GOAL – Gather every line in the records below that contains the word "base", and copy each such line in full.
========
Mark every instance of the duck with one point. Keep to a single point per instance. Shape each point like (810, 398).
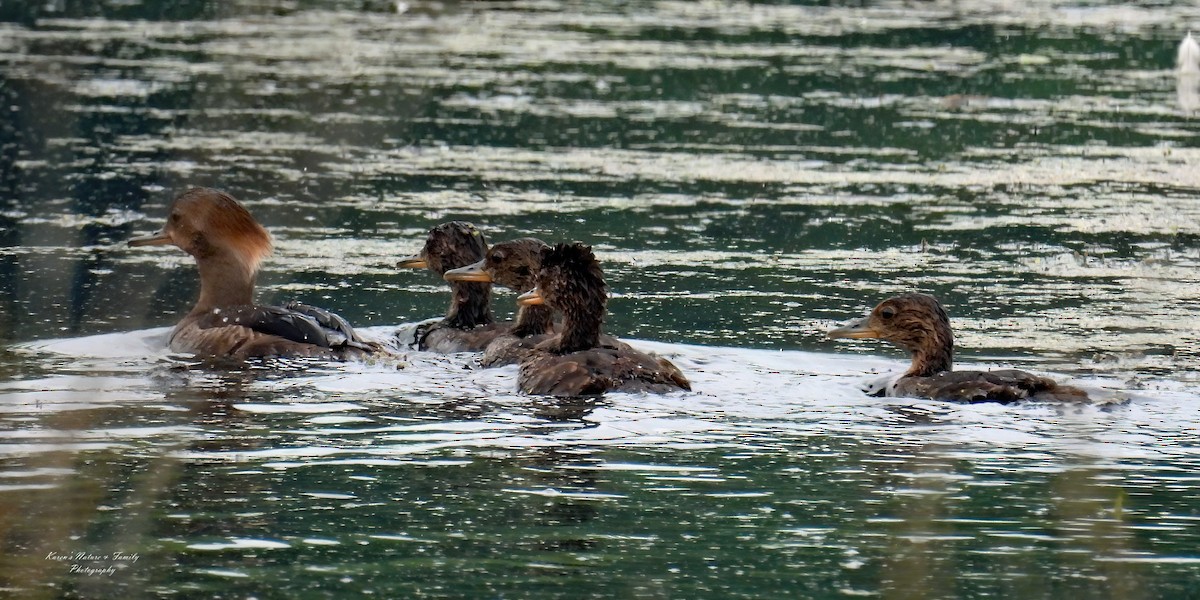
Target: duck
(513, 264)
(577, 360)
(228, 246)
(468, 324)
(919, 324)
========
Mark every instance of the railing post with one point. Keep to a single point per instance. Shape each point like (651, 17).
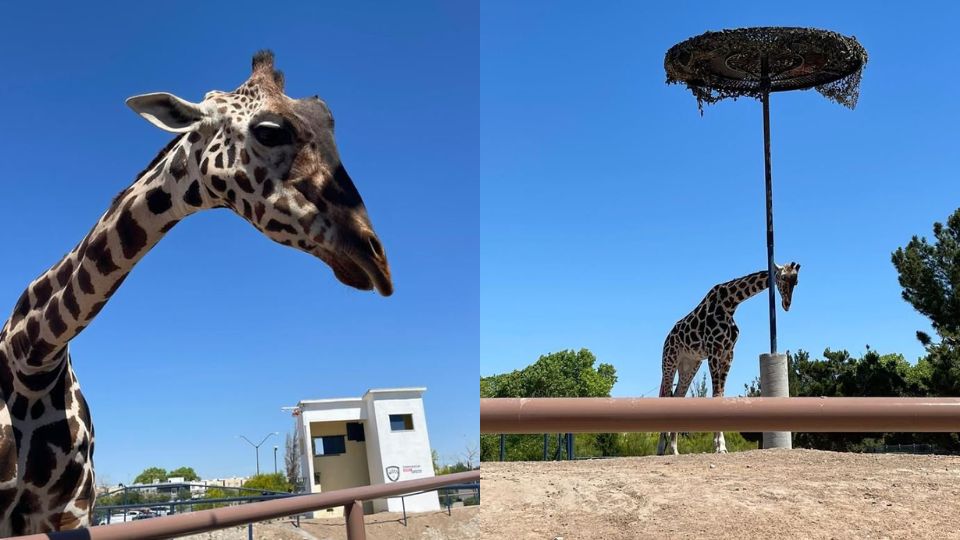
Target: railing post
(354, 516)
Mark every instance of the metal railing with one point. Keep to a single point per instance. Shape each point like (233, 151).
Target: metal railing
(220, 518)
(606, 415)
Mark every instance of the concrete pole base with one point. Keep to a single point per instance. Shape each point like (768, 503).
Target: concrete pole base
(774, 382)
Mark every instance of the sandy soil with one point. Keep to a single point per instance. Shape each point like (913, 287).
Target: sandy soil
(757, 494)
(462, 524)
========
ANSWER FOR THE TASK –
Mark every instance of the concrete pole base with one point. Keep to a single point per instance. Shape each point like (768, 503).
Target: concrete pole base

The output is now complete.